_Directions_. Which lines in the data below contain the word "food"? Find them and copy each one in full.

_Record list_.
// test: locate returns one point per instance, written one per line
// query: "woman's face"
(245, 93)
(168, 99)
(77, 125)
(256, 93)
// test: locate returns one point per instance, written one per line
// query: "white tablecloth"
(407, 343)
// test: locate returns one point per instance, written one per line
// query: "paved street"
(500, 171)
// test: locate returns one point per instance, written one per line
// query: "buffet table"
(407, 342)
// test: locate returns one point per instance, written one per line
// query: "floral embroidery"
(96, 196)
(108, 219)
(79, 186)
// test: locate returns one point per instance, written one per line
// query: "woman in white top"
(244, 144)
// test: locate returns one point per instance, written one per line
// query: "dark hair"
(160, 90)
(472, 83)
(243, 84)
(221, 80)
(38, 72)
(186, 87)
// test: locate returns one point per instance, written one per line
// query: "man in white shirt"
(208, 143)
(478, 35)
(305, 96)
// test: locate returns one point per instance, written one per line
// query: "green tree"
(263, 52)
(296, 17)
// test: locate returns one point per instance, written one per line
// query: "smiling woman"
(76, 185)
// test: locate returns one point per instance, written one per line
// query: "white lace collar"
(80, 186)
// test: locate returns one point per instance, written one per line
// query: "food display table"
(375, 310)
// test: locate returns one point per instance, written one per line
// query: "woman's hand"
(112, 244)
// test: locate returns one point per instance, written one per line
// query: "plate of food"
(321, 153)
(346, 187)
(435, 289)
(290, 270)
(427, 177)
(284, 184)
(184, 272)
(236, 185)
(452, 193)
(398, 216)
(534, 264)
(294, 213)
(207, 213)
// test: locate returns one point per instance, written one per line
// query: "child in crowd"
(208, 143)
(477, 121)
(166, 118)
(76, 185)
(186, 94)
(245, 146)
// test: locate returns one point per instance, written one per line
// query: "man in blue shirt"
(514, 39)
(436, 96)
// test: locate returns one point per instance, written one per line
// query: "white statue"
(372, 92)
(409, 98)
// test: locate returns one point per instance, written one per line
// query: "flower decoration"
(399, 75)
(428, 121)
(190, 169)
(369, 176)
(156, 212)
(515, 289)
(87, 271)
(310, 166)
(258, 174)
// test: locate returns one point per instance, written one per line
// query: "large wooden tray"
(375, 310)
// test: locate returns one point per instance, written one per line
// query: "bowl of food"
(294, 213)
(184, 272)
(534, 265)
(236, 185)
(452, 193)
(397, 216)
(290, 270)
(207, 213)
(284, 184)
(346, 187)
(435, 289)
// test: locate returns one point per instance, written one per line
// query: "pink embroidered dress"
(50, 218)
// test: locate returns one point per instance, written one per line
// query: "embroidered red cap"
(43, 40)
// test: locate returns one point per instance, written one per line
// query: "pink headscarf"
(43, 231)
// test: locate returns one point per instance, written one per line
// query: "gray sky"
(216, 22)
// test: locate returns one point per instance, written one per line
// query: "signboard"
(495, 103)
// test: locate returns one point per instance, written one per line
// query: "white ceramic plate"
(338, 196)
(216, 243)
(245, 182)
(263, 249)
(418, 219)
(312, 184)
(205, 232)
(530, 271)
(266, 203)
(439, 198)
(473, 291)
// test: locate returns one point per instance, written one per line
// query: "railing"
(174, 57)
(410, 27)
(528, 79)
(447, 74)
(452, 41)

---

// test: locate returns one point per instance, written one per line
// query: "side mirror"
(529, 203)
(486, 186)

_Right answer_.
// query: "food display table"
// query: "plate of food"
// query: "bowl of food"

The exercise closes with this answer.